>> Begin Excerpted text

There are fewer options for implementing this in MySQL because
replication requires a binlog on the master and that requires the
internal use of XA to keep the binlog and InnoDB in sync as they are
separate resource managers. In theory, this can be changed so that
commit is only forced for the binlog and then on a crash missing
transactions could be copied from the binlog to InnoDB but I don't
think this will ever change.

By "fewer options" I mean that commit in MySQL with InnoDB and the
binlog requires:
1) prepare to InnoDB (force transaction log to disk for changes from
this transaction)
2) write binlog events from this transaction to the binlog
3) write XID event to the binlog (at this point transaction commit is
official, will survive a crash)
4) force binlog to disk
5) release row locks held by transaction in innodb
6) write commit record to innodb transaction log
7) force write of commit record to disk

Group commit is done for the fsyncs from steps 1 and 7. It is not done
for the fsync done in step 4.

Regardless, the processing above is complicated even without
semi-sync. AFAIK, semi-sync code occurs after step 7 but I have not
looked at the official version of semi-sync code in MySQL and my
memory of the work we did at Google is vague.

It is great if Postgres doesn't have this issue. It wasn't clear to me
from lurking on this list. I hope your docs highlight the behavior as
not having the issue is a big deal.

--
Mark Callaghan
mdcallag@gmail.com


On Fri, 2011-03-18 at 17:47 +0200, Heikki Linnakangas wrote:
> On 18.03.2011 16:52, Kevin Grittner wrote:
> > Simon Riggs<simon@2ndQuadrant.com>  wrote:
> >
> >> In PostgreSQL other users cannot observe the commit until an
> >> acknowledgement has been received.
> >
> > Really?  I hadn't picked up on that.  That makes for a lot of
> > complication on crash-and-recovery of a master, but if we can pull
> > it off, that's really cool.  If we do that and MySQL doesn't, we
> > definitely don't want to use the same terminology they do, which
> > would imply the same behavior.

>> End Excerpted text
>> Begin Listed entries

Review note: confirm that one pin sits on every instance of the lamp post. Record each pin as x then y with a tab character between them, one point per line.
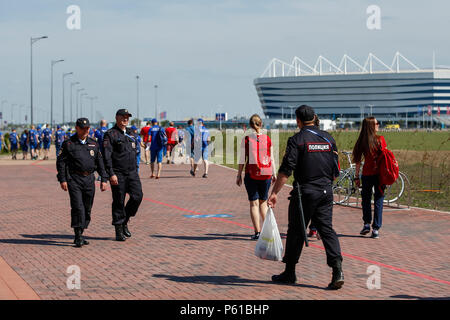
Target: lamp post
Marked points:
92	107
78	92
3	112
32	41
81	103
12	110
156	101
137	100
71	99
51	92
64	112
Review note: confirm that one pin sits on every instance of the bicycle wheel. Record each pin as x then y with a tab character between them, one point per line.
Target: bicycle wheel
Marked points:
394	191
342	187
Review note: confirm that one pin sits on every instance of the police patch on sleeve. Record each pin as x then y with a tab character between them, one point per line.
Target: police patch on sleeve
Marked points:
318	147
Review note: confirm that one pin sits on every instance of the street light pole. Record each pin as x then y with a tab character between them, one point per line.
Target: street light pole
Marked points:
3	114
92	107
156	101
32	41
51	92
12	110
137	101
78	92
64	99
81	103
71	99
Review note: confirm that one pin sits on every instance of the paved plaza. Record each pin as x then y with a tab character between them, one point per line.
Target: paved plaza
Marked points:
191	240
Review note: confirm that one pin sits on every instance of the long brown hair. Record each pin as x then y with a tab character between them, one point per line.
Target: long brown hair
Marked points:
368	140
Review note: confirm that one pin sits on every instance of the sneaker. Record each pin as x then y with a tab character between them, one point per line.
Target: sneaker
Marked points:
365	230
312	233
285	278
375	234
256	236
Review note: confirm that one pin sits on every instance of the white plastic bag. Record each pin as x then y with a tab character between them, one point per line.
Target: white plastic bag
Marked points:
269	245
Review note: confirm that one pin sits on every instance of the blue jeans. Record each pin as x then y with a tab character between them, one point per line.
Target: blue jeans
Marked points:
369	182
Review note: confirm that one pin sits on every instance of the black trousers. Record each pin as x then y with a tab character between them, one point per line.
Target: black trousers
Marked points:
318	208
81	191
131	184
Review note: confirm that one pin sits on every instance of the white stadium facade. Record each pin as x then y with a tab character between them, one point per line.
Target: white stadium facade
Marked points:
350	91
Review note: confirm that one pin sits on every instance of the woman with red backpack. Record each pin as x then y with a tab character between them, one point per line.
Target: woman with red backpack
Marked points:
257	157
370	145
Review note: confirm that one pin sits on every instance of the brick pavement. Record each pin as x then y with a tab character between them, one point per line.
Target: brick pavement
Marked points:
171	256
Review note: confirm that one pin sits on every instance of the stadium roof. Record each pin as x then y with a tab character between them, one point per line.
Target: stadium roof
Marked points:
347	65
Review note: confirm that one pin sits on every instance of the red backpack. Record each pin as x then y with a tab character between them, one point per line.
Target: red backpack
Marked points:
387	167
259	164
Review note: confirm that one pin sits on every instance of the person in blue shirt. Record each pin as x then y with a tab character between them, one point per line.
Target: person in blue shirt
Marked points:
99	133
60	136
13	141
33	142
1	141
156	148
139	145
40	142
68	133
190	129
201	142
46	140
92	133
24	141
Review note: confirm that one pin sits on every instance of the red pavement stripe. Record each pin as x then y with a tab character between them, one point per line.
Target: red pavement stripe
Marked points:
424	276
420	275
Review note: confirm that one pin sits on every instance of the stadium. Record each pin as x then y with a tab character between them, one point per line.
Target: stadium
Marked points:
400	92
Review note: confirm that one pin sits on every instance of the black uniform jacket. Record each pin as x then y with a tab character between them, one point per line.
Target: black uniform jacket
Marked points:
311	157
77	158
119	151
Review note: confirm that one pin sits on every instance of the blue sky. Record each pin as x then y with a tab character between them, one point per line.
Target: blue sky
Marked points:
201	54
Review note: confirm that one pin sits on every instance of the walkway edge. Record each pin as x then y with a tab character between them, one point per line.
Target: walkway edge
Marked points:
12	286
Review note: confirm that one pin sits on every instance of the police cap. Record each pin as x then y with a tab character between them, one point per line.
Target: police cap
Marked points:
83	123
123	112
305	113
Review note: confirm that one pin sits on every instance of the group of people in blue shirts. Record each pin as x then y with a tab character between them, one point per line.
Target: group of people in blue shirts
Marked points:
35	140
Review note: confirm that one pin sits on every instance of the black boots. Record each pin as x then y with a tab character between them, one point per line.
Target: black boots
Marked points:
78	238
119	233
287	276
126	232
337	280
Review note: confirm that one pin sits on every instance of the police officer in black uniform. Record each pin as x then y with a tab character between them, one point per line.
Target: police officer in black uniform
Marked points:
312	155
120	163
77	160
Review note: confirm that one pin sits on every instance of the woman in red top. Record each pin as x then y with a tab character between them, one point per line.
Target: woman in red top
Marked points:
257	157
369	145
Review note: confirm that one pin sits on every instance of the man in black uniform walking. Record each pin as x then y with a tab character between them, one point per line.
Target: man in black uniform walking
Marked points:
79	157
120	163
312	155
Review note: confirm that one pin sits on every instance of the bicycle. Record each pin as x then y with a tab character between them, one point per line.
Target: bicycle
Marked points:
344	186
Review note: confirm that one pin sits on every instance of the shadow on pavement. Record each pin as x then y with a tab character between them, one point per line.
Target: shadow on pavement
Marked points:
405	296
61	236
226	280
352	236
40	242
208	237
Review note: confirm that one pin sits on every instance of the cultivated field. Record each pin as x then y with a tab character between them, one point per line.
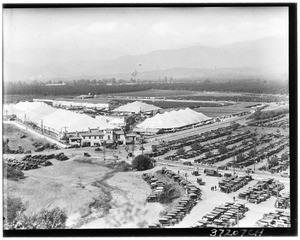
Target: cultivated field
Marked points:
156	93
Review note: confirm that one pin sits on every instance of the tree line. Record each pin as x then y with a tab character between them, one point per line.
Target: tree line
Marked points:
86	87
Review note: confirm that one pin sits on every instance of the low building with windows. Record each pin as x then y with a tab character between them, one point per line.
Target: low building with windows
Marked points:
92	103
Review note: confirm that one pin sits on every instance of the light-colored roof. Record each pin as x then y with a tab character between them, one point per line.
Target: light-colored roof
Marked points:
57	119
136	107
173	119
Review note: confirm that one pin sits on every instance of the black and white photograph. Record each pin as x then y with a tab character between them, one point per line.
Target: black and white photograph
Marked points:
169	119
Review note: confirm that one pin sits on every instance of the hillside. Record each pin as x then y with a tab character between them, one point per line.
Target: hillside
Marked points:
267	57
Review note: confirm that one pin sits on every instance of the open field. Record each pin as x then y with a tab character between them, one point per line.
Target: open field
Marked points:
95	196
86	191
30	97
156	93
13	133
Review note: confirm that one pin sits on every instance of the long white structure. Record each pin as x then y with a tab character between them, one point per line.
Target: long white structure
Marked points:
136	107
173	119
58	120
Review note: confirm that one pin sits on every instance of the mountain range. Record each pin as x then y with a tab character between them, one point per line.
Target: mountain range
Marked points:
262	58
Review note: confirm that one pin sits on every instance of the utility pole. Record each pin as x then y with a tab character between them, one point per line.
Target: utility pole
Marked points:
133	146
237	217
142	139
42	126
234	162
104	144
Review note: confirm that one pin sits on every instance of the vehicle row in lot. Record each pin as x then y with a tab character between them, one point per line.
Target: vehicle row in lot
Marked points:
225	215
262	191
278	218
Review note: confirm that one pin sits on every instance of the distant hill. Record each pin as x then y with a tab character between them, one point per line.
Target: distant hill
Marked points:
267	57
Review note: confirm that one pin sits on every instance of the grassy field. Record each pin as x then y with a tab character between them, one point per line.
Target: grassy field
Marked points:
156	93
23	97
13	134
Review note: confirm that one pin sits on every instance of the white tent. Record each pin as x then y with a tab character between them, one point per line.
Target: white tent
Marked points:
173	119
57	119
136	107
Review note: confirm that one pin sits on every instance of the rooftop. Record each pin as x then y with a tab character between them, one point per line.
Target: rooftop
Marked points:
89	100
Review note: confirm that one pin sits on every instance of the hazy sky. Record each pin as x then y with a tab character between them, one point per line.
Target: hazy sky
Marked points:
139	30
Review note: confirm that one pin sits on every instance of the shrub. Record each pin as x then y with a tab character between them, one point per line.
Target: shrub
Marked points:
154	148
47	163
222	149
51	219
274	161
196	146
142	162
169	193
180	151
14	217
12	172
208	154
13	207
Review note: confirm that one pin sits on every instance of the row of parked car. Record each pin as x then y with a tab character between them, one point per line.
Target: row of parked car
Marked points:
164	147
225	215
284	201
261	153
30	162
209	147
279	218
234	183
185	204
262	191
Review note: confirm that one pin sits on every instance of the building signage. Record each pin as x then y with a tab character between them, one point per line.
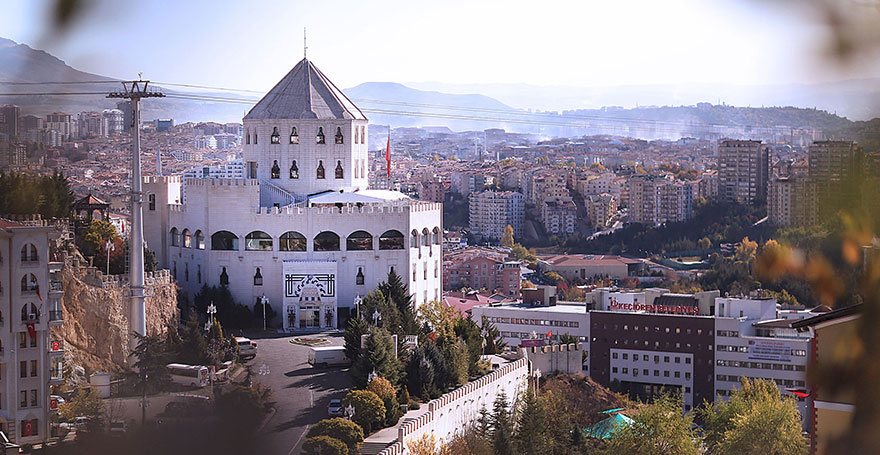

>> End Listed entries

Reproduce the mailing-list message on MySQL commit and replication above in full, without any changes.

Task solution
There are fewer options for implementing this in MySQL because
replication requires a binlog on the master and that requires the
internal use of XA to keep the binlog and InnoDB in sync as they are
separate resource managers. In theory, this can be changed so that
commit is only forced for the binlog and then on a crash missing
transactions could be copied from the binlog to InnoDB but I don't
think this will ever change.

By "fewer options" I mean that commit in MySQL with InnoDB and the
binlog requires:
1) prepare to InnoDB (force transaction log to disk for changes from
this transaction)
2) write binlog events from this transaction to the binlog
3) write XID event to the binlog (at this point transaction commit is
official, will survive a crash)
4) force binlog to disk
5) release row locks held by transaction in innodb
6) write commit record to innodb transaction log
7) force write of commit record to disk

Group commit is done for the fsyncs from steps 1 and 7. It is not done
for the fsync done in step 4.

Regardless, the processing above is complicated even without
semi-sync. AFAIK, semi-sync code occurs after step 7 but I have not
looked at the official version of semi-sync code in MySQL and my
memory of the work we did at Google is vague.

It is great if Postgres doesn't have this issue. It wasn't clear to me
from lurking on this list. I hope your docs highlight the behavior as
not having the issue is a big deal.

--
Mark Callaghan
mdcallag@gmail.com


On Fri, 2011-03-18 at 17:47 +0200, Heikki Linnakangas wrote:
> On 18.03.2011 16:52, Kevin Grittner wrote:
> > Simon Riggs<simon@2ndQuadrant.com>  wrote:
> >
> >> In PostgreSQL other users cannot observe the commit until an
> >> acknowledgement has been received.
> >
> > Really?  I hadn't picked up on that.  That makes for a lot of
> > complication on crash-and-recovery of a master, but if we can pull
> > it off, that's really cool.  If we do that and MySQL doesn't, we
> > definitely don't want to use the same terminology they do, which
> > would imply the same behavior.